- **EXERCISE BRIEF**: Extract every line of the items below that contains the string "fungus".

(Records from a data collection)
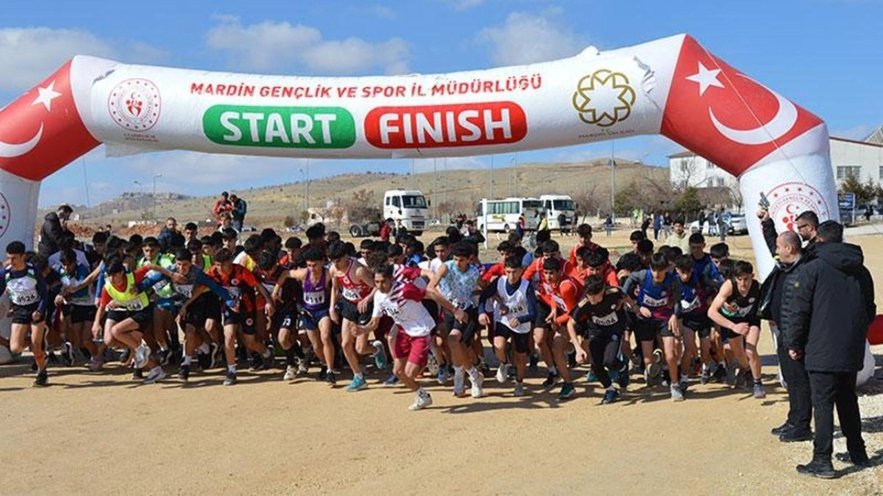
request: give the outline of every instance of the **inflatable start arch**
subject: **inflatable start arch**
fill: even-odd
[[[75,56],[0,110],[0,246],[30,244],[40,183],[101,143],[314,158],[500,154],[661,133],[765,194],[779,229],[838,218],[825,123],[681,34],[530,65],[300,78]],[[749,216],[758,272],[773,259]]]

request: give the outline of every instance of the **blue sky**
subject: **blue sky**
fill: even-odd
[[[34,6],[4,3],[0,107],[75,54],[278,74],[429,73],[547,60],[588,45],[611,49],[689,33],[731,65],[819,115],[834,135],[861,138],[883,124],[883,2],[876,0],[46,0]],[[660,165],[680,150],[661,137],[620,139],[615,147],[617,156]],[[600,143],[538,150],[517,160],[587,160],[608,156],[610,148]],[[496,156],[494,163],[514,158]],[[449,162],[480,168],[490,160]],[[201,195],[297,181],[304,163],[185,152],[106,159],[99,148],[47,178],[41,205],[86,203],[84,167],[94,205],[137,188],[133,180],[150,184],[155,174],[163,174],[159,191]],[[182,168],[192,172],[169,179]],[[411,161],[314,160],[310,176],[410,169]]]

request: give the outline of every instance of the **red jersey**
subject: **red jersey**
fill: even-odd
[[[258,280],[247,268],[233,264],[233,270],[224,275],[217,267],[213,267],[208,272],[208,276],[215,280],[218,285],[222,286],[230,296],[240,302],[246,312],[253,312],[256,308],[254,298],[254,287],[258,285]],[[225,305],[227,304],[224,304]]]
[[[506,275],[506,267],[502,265],[502,262],[497,262],[486,270],[481,274],[481,278],[490,282],[501,275]]]
[[[597,243],[591,243],[591,242],[588,244],[585,244],[585,245],[584,244],[577,244],[573,248],[570,248],[570,256],[569,256],[567,258],[567,261],[570,262],[570,265],[572,265],[572,266],[577,265],[577,251],[579,250],[580,248],[582,248],[583,246],[585,246],[586,248],[588,248],[589,251],[592,252],[592,253],[594,253],[595,252],[597,252],[598,249],[601,247],[600,244],[598,244]]]
[[[566,275],[562,276],[557,284],[545,282],[543,286],[546,287],[546,295],[541,296],[543,301],[550,308],[556,307],[558,309],[557,317],[555,319],[555,323],[559,326],[567,324],[568,319],[570,319],[570,311],[576,308],[579,302],[579,296],[583,292],[582,288]]]
[[[559,257],[559,259],[562,262],[562,272],[563,274],[570,273],[570,262],[565,260]],[[533,259],[531,265],[528,266],[527,270],[525,271],[524,278],[528,281],[532,281],[534,274],[540,276],[540,283],[536,284],[537,292],[540,297],[542,297],[546,294],[546,275],[543,274],[543,262],[546,261],[546,257],[540,257],[539,259]]]
[[[349,264],[346,266],[346,270],[343,271],[343,274],[335,274],[335,279],[337,280],[337,285],[340,286],[340,292],[343,298],[351,303],[358,303],[365,297],[368,296],[374,288],[368,286],[361,281],[355,281],[350,273],[352,271],[352,266],[356,265],[356,260],[350,259]]]

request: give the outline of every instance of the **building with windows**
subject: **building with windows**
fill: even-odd
[[[831,168],[839,184],[850,175],[861,182],[883,184],[883,126],[864,140],[830,138]],[[736,177],[692,152],[668,155],[668,177],[678,187],[737,186]]]

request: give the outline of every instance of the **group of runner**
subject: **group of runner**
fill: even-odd
[[[31,349],[35,386],[48,384],[53,362],[97,372],[113,361],[147,384],[177,365],[184,381],[222,368],[231,386],[238,364],[275,370],[281,355],[283,380],[317,367],[317,380],[336,386],[346,366],[345,390],[354,392],[368,386],[366,361],[377,371],[391,363],[382,383],[401,382],[415,393],[411,410],[420,410],[433,402],[427,377],[458,397],[484,395],[486,338],[495,380],[511,381],[515,396],[526,394],[540,361],[542,387],[560,383],[560,400],[576,394],[581,364],[604,388],[602,403],[619,397],[631,373],[668,387],[675,401],[691,376],[765,396],[750,263],[729,259],[723,243],[706,252],[701,234],[683,253],[655,249],[638,230],[615,265],[591,226],[576,230],[567,257],[547,231],[532,252],[512,233],[493,264],[453,227],[428,246],[405,234],[358,247],[321,224],[306,230],[306,244],[265,229],[240,245],[233,229],[200,237],[188,229],[164,251],[154,237],[100,232],[90,249],[71,237],[49,259],[13,242],[0,272],[11,337],[0,344]]]

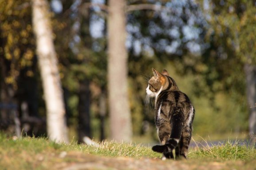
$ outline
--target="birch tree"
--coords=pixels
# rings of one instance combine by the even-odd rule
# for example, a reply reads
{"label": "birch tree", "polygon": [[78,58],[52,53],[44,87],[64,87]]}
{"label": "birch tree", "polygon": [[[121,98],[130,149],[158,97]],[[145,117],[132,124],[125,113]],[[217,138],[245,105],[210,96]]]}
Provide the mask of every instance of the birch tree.
{"label": "birch tree", "polygon": [[68,142],[65,109],[58,68],[58,61],[46,0],[31,0],[32,23],[47,110],[48,136],[51,140]]}
{"label": "birch tree", "polygon": [[111,137],[128,142],[132,131],[128,94],[125,2],[109,1],[108,81]]}

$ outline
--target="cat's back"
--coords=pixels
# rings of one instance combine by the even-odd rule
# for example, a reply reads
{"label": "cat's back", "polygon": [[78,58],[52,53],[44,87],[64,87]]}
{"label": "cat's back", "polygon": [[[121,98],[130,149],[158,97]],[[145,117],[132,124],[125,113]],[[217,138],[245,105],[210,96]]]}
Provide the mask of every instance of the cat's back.
{"label": "cat's back", "polygon": [[191,102],[187,96],[179,91],[166,91],[162,92],[157,99],[158,102],[167,103],[170,105],[185,106],[191,105]]}
{"label": "cat's back", "polygon": [[158,97],[157,106],[158,108],[160,106],[162,107],[164,114],[168,117],[178,110],[182,111],[184,118],[194,116],[190,116],[194,114],[194,107],[190,100],[185,93],[179,90],[162,92]]}

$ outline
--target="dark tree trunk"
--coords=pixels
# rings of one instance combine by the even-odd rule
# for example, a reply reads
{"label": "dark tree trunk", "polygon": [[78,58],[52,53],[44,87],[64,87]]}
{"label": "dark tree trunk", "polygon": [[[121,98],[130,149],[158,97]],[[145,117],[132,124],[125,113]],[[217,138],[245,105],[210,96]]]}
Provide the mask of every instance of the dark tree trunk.
{"label": "dark tree trunk", "polygon": [[256,135],[256,66],[246,63],[244,65],[246,80],[247,103],[249,111],[249,133]]}
{"label": "dark tree trunk", "polygon": [[101,95],[100,97],[100,120],[101,140],[102,141],[105,139],[105,118],[107,113],[107,102],[106,100],[106,94],[105,90],[102,90]]}
{"label": "dark tree trunk", "polygon": [[85,79],[79,82],[78,94],[78,142],[83,143],[85,136],[91,138],[90,116],[89,82]]}

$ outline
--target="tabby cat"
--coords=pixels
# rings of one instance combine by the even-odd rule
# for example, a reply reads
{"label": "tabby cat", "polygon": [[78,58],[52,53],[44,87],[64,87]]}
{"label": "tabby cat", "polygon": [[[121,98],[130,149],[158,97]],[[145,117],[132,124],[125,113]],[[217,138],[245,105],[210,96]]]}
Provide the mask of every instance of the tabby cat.
{"label": "tabby cat", "polygon": [[155,97],[155,121],[162,145],[153,151],[163,153],[163,159],[186,158],[191,138],[195,110],[188,97],[178,89],[174,80],[164,70],[162,73],[152,69],[147,93]]}

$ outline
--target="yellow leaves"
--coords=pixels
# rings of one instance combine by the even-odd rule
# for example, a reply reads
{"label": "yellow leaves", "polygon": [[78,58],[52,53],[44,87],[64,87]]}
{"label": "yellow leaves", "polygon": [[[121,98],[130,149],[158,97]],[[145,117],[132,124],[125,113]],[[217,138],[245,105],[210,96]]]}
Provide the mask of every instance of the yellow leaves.
{"label": "yellow leaves", "polygon": [[13,42],[13,37],[12,34],[8,34],[7,36],[7,42],[9,45],[12,45]]}
{"label": "yellow leaves", "polygon": [[242,18],[241,18],[241,20],[240,20],[240,25],[241,27],[244,26],[246,23],[246,21],[247,20],[247,15],[246,14],[244,15]]}
{"label": "yellow leaves", "polygon": [[16,20],[14,20],[12,21],[12,25],[16,27],[19,27],[20,26],[20,23],[19,22],[18,22]]}
{"label": "yellow leaves", "polygon": [[33,58],[33,55],[34,54],[32,50],[29,49],[23,55],[23,57],[25,59],[30,60]]}
{"label": "yellow leaves", "polygon": [[27,31],[25,30],[23,30],[21,32],[20,32],[20,35],[22,37],[25,38],[27,38],[29,36]]}

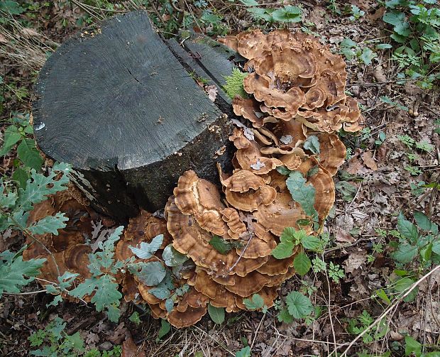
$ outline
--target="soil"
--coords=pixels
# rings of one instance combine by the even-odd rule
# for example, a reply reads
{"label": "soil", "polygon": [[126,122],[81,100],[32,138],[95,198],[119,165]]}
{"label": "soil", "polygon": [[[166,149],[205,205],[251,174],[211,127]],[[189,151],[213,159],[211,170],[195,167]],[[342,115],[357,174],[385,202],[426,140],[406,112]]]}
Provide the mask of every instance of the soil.
{"label": "soil", "polygon": [[[314,26],[308,28],[334,50],[345,38],[360,46],[374,39],[389,40],[385,39],[389,31],[381,20],[380,11],[383,13],[383,9],[379,1],[352,0],[351,4],[365,12],[356,21],[351,21],[348,16],[332,13],[322,1],[288,2],[302,5],[305,20],[314,23]],[[77,3],[79,1],[53,1],[35,16],[20,16],[26,19],[28,32],[32,29],[43,35],[28,35],[31,36],[31,48],[23,50],[21,57],[2,53],[4,83],[16,83],[18,87],[31,92],[35,71],[41,65],[41,61],[37,60],[38,56],[31,56],[44,53],[43,45],[51,45],[53,42],[61,43],[80,28],[78,20],[86,13],[84,7]],[[213,1],[209,5],[214,6],[224,16],[232,31],[251,25],[249,15],[243,7],[235,8],[222,1]],[[130,5],[124,9],[130,9]],[[197,11],[192,5],[190,9]],[[153,9],[150,10],[154,13]],[[166,21],[166,16],[163,17]],[[292,26],[296,29],[299,27]],[[23,29],[21,31],[24,35]],[[7,45],[9,40],[0,33],[2,45]],[[317,319],[309,325],[302,320],[287,324],[279,322],[277,312],[270,309],[265,314],[228,314],[226,322],[219,326],[207,314],[195,326],[181,330],[172,329],[170,334],[158,341],[160,322],[141,307],[123,303],[120,322],[114,324],[103,313],[94,311],[93,307],[81,303],[63,302],[56,307],[47,307],[50,296],[45,293],[26,294],[41,290],[40,286],[33,282],[23,290],[24,294],[5,294],[0,300],[0,354],[26,355],[30,351],[28,337],[44,328],[56,315],[67,323],[69,334],[79,331],[87,348],[101,350],[121,344],[129,332],[134,343],[142,345],[146,356],[234,356],[244,344],[251,346],[252,356],[329,356],[335,349],[339,353],[343,351],[356,337],[347,332],[348,319],[358,317],[363,310],[377,317],[386,308],[371,296],[378,289],[386,287],[395,266],[386,250],[375,253],[374,262],[368,261],[367,255],[372,253],[373,243],[383,243],[387,248],[389,238],[380,238],[376,231],[395,229],[400,211],[409,217],[412,212],[418,209],[429,215],[434,221],[440,221],[436,190],[414,192],[411,187],[422,181],[439,180],[439,138],[434,133],[434,121],[440,119],[439,94],[435,90],[421,89],[411,81],[397,84],[396,75],[399,70],[395,62],[390,60],[390,51],[378,50],[377,54],[370,65],[356,60],[347,65],[347,89],[362,104],[363,124],[370,128],[370,132],[364,131],[358,136],[343,138],[351,150],[351,156],[341,167],[346,177],[346,173],[350,174],[349,178],[341,185],[351,185],[353,194],[344,200],[341,190],[338,190],[334,209],[326,223],[331,245],[324,258],[326,261],[344,268],[345,278],[336,283],[326,274],[312,273],[306,278],[294,277],[280,291],[282,300],[289,292],[304,288],[304,281],[308,286],[314,286],[316,291],[311,299],[321,308]],[[384,102],[380,99],[383,96],[387,96],[396,104]],[[31,94],[18,99],[16,96],[7,94],[3,119],[7,119],[15,111],[29,112],[31,101]],[[385,133],[386,138],[378,145],[375,141],[380,132]],[[406,155],[409,149],[397,138],[405,134],[417,141],[427,141],[435,148],[431,153],[418,153],[419,158],[412,165],[420,167],[419,175],[412,175],[405,170],[412,165]],[[0,167],[2,175],[11,175],[13,159],[13,155],[3,158]],[[339,173],[336,183],[343,182],[343,175]],[[23,241],[19,234],[10,232],[9,236],[0,238],[1,250],[18,250]],[[424,344],[438,344],[439,285],[440,273],[437,270],[420,284],[414,302],[401,303],[387,315],[389,333],[385,336],[368,345],[361,339],[351,347],[348,356],[355,356],[362,350],[374,356],[380,356],[387,351],[391,351],[392,356],[402,356],[405,334]],[[139,325],[128,320],[134,311],[141,316]]]}

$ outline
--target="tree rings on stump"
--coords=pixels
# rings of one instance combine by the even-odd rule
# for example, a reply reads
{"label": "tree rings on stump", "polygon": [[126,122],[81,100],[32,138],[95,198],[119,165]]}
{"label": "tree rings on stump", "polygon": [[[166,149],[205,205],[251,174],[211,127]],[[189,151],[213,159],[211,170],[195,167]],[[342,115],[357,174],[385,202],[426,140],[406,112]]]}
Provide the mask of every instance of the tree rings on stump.
{"label": "tree rings on stump", "polygon": [[40,72],[40,148],[120,221],[163,208],[185,171],[216,180],[231,161],[226,116],[181,62],[138,11],[76,35]]}

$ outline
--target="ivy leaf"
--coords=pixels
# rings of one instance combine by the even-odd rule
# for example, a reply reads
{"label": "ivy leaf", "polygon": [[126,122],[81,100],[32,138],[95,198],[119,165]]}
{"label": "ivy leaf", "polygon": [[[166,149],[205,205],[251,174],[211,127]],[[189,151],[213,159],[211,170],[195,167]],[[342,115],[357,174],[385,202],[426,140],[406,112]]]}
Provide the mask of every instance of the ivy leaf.
{"label": "ivy leaf", "polygon": [[224,308],[216,307],[211,304],[208,304],[208,312],[211,319],[216,324],[223,324],[224,322]]}
{"label": "ivy leaf", "polygon": [[25,166],[37,170],[41,168],[44,162],[43,158],[40,156],[40,153],[35,148],[33,139],[23,138],[17,146],[17,155]]}
{"label": "ivy leaf", "polygon": [[415,243],[419,238],[417,227],[405,219],[402,212],[397,217],[397,229],[404,237],[407,238],[412,243]]}
{"label": "ivy leaf", "polygon": [[219,236],[216,235],[211,238],[209,241],[209,244],[211,244],[220,254],[224,255],[229,253],[233,247],[232,244],[225,241],[224,239],[222,239]]}
{"label": "ivy leaf", "polygon": [[174,307],[174,301],[171,299],[167,299],[165,300],[165,309],[168,313],[172,311],[172,308]]}
{"label": "ivy leaf", "polygon": [[402,264],[412,261],[417,255],[417,246],[409,244],[400,244],[397,250],[391,254],[391,257]]}
{"label": "ivy leaf", "polygon": [[188,257],[185,254],[176,251],[172,244],[168,244],[162,253],[162,258],[165,260],[167,266],[175,267],[183,264],[188,260]]}
{"label": "ivy leaf", "polygon": [[170,322],[168,322],[167,320],[164,320],[163,319],[162,319],[160,320],[160,329],[158,333],[157,341],[159,341],[160,339],[162,339],[165,335],[170,332],[170,330],[171,325],[170,324]]}
{"label": "ivy leaf", "polygon": [[292,256],[294,248],[293,242],[281,241],[272,251],[271,254],[275,259],[285,259]]}
{"label": "ivy leaf", "polygon": [[311,135],[304,143],[304,148],[312,151],[314,154],[319,153],[319,140],[316,135]]}
{"label": "ivy leaf", "polygon": [[264,306],[264,300],[259,294],[254,294],[251,299],[243,299],[243,302],[248,310],[263,309]]}
{"label": "ivy leaf", "polygon": [[317,216],[314,207],[316,190],[312,185],[306,185],[306,180],[299,171],[292,171],[286,180],[286,185],[293,199],[298,202],[307,216]]}
{"label": "ivy leaf", "polygon": [[287,295],[286,304],[289,314],[295,319],[303,319],[313,311],[313,305],[310,299],[297,291]]}
{"label": "ivy leaf", "polygon": [[272,251],[272,256],[276,259],[285,259],[292,256],[293,248],[295,246],[294,240],[295,239],[297,231],[293,227],[286,227],[282,231],[280,237],[280,243]]}
{"label": "ivy leaf", "polygon": [[[6,251],[0,254],[0,297],[4,292],[16,294],[20,288],[31,281],[40,273],[45,259],[30,259],[23,257],[14,259],[15,253]],[[26,278],[27,277],[27,278]]]}
{"label": "ivy leaf", "polygon": [[66,224],[64,222],[68,220],[69,218],[66,217],[65,214],[58,212],[55,216],[47,216],[43,219],[40,219],[38,222],[28,226],[28,231],[33,234],[51,233],[57,236],[58,229],[65,227]]}
{"label": "ivy leaf", "polygon": [[296,272],[302,276],[310,270],[312,262],[305,253],[301,252],[293,260],[293,266]]}
{"label": "ivy leaf", "polygon": [[129,246],[131,251],[141,259],[149,259],[162,246],[163,234],[159,234],[154,237],[150,243],[141,242],[140,248]]}

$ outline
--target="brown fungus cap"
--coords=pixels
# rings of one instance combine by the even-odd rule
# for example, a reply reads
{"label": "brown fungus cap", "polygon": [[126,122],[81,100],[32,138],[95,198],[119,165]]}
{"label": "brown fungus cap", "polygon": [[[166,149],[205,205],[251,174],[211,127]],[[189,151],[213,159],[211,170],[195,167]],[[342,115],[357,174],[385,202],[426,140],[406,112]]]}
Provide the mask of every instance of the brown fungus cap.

- **COMPLETE RESPONSE**:
--target="brown fungus cap"
{"label": "brown fungus cap", "polygon": [[126,122],[81,100],[32,138],[95,198],[119,165]]}
{"label": "brown fungus cap", "polygon": [[[166,149],[205,205],[251,174],[211,127]],[[189,151],[213,159],[211,170],[195,167]],[[342,115],[357,174],[385,202],[426,140],[406,112]]]}
Provide the mask of every instance of the brown fungus cap.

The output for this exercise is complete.